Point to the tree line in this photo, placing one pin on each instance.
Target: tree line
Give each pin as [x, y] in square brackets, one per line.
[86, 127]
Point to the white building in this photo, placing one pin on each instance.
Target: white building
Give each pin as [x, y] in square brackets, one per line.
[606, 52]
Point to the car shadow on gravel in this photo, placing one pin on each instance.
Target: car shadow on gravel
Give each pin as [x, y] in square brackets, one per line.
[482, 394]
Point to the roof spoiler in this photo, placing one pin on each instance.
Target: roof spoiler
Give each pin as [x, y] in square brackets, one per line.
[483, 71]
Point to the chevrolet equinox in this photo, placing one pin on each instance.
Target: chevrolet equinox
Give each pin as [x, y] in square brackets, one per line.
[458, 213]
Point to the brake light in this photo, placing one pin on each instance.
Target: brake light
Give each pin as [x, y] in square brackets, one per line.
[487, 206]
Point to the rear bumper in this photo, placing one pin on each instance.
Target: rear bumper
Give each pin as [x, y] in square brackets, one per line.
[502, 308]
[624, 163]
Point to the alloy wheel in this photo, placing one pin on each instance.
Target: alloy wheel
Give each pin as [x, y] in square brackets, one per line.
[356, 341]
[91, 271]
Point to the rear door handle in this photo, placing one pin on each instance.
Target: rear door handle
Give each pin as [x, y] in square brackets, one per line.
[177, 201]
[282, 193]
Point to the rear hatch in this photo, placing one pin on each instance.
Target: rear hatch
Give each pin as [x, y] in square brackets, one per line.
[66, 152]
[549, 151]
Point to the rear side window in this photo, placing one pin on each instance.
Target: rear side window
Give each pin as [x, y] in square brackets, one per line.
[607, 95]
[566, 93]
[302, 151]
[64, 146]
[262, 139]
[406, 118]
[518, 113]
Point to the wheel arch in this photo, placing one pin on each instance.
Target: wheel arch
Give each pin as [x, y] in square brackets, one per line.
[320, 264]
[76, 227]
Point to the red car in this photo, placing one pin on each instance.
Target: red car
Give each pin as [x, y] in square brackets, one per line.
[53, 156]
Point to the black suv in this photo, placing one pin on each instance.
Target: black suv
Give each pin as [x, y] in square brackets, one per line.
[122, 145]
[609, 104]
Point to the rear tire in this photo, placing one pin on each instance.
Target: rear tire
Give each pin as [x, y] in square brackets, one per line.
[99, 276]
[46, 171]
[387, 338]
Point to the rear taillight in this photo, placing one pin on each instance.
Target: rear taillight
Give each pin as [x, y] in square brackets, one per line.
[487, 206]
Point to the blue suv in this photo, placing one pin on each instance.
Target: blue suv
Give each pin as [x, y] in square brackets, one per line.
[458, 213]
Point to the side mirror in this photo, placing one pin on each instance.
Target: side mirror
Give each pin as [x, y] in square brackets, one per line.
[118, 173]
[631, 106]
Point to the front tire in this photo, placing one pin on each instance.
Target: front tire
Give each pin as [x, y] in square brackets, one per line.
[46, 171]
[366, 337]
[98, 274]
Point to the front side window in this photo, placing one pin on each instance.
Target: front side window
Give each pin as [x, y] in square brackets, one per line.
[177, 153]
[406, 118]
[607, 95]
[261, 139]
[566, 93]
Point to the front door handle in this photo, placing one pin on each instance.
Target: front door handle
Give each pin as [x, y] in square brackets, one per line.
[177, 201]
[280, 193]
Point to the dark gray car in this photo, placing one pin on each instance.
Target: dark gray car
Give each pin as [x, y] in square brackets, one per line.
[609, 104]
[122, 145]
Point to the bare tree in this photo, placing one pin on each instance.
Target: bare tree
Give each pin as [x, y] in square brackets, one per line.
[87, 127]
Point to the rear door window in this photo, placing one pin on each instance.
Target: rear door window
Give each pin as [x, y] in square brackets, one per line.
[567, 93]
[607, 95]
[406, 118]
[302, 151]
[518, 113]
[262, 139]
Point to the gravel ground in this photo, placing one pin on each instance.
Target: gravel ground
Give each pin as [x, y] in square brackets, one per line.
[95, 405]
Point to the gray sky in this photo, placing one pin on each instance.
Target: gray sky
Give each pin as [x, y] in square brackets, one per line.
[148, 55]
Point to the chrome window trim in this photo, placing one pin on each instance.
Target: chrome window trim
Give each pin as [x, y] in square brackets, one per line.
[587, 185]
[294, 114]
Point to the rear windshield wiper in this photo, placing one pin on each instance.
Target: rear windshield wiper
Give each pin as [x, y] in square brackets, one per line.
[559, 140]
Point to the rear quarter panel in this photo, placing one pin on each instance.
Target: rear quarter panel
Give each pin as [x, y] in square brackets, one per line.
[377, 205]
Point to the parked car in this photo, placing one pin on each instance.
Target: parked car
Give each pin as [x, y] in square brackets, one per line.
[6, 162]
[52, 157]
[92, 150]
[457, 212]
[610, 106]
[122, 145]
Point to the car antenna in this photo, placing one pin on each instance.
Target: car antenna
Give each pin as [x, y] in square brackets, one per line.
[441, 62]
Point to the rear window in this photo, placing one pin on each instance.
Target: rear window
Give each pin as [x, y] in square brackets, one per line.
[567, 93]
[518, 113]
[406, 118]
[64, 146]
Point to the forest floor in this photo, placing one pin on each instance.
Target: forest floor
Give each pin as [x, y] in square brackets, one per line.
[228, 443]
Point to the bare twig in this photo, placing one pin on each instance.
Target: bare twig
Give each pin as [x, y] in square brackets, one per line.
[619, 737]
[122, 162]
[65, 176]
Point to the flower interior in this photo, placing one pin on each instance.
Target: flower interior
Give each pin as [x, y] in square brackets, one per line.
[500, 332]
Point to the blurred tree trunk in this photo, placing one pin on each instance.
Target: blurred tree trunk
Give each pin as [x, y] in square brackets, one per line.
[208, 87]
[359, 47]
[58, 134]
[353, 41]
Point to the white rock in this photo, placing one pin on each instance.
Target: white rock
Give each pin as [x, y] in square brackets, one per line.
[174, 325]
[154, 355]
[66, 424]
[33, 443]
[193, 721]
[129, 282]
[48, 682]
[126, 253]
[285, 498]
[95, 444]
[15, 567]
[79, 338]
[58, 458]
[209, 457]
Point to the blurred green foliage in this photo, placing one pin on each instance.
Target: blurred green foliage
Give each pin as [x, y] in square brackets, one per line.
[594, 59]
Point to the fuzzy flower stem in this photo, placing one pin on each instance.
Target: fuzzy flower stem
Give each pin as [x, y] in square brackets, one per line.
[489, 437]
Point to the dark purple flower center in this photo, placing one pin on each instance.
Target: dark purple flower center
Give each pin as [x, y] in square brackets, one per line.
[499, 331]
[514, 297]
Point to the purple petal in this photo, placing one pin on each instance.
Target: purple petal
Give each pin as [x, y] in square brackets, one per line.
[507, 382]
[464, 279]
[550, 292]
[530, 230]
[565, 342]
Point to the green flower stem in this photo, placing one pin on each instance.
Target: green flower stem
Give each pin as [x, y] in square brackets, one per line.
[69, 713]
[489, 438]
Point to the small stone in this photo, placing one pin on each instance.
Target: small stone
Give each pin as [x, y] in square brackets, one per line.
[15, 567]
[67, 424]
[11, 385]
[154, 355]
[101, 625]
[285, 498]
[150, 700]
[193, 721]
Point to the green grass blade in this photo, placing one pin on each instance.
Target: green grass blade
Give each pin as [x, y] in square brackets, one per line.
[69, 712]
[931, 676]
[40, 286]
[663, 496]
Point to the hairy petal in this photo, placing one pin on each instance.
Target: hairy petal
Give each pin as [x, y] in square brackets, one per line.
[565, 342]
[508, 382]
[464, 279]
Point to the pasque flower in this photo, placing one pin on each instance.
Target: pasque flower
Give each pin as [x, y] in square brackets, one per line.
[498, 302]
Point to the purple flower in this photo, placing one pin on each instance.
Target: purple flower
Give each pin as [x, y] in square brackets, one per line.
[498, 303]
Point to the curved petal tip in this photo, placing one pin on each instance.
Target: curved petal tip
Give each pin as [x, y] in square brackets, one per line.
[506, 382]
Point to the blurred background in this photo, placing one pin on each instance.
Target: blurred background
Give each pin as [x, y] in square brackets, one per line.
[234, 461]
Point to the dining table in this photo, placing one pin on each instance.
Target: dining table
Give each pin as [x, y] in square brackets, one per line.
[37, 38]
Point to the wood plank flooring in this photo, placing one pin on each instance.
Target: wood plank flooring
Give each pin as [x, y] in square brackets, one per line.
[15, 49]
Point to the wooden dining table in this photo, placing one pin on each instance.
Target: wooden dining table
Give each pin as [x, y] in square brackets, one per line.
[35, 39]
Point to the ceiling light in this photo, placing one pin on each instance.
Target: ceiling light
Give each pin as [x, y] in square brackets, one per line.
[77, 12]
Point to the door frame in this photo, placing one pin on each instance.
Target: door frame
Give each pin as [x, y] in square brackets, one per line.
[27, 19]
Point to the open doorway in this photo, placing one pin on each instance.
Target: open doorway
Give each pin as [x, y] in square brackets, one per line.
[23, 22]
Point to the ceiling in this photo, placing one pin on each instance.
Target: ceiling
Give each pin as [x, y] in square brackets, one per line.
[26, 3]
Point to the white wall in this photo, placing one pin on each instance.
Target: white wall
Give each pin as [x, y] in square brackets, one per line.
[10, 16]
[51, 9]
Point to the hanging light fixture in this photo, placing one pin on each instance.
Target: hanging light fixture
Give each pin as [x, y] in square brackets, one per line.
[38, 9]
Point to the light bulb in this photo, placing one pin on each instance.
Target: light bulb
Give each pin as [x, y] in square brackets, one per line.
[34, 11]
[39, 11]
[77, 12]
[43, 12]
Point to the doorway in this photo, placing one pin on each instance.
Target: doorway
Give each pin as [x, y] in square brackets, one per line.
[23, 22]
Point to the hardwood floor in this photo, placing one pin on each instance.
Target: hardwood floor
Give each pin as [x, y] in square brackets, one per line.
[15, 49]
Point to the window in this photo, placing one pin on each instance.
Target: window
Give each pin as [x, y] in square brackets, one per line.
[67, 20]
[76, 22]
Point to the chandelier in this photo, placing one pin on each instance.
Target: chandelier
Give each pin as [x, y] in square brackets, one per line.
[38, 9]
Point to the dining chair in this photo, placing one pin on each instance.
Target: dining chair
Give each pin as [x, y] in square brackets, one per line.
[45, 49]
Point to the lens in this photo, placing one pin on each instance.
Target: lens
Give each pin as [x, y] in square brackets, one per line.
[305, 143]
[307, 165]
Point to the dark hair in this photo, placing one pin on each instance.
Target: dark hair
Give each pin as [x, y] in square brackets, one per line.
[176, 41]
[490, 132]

EXERCISE AIM: Copy exactly the line containing "Point to the window" and every line after it, ending with the last line of the records above.

ANSWER TO THE TASK:
Point to the window in this photo, placing one pin on each instance.
Target: window
Give each pin as [x, y] in square brackets, one per line.
[67, 20]
[76, 22]
Point to the chandelier in this photo, placing one pin on each instance.
Target: chandelier
Give each pin as [x, y] in square brackets, one per line.
[38, 9]
Point to the dining chair in this photo, placing one pin on each instance.
Target: dining chair
Give each pin as [x, y] in square brackets, one per line.
[45, 49]
Point to the lens in this photo, placing one pin on each instance.
Target: lens
Give each pin as [x, y] in square brackets, one per line.
[305, 143]
[307, 165]
Point to the dark hair in this photo, placing one pin on each instance.
Target: dark hair
Give each pin as [x, y] in square brackets, one per line.
[176, 41]
[490, 132]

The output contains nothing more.